STATED TASK:
In each of the entries below, replace "rock" with "stone" and reproduce the lines with everything else left unchanged.

★ ★ ★ ★ ★

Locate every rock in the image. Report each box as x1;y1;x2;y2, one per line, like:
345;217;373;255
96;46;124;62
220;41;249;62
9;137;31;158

★ ★ ★ ★ ★

EXERCISE OUTPUT:
Locate every stone in the image. Report each box as x1;y1;x2;y2, one per line, like:
345;217;373;255
96;46;124;62
220;41;249;62
9;137;31;158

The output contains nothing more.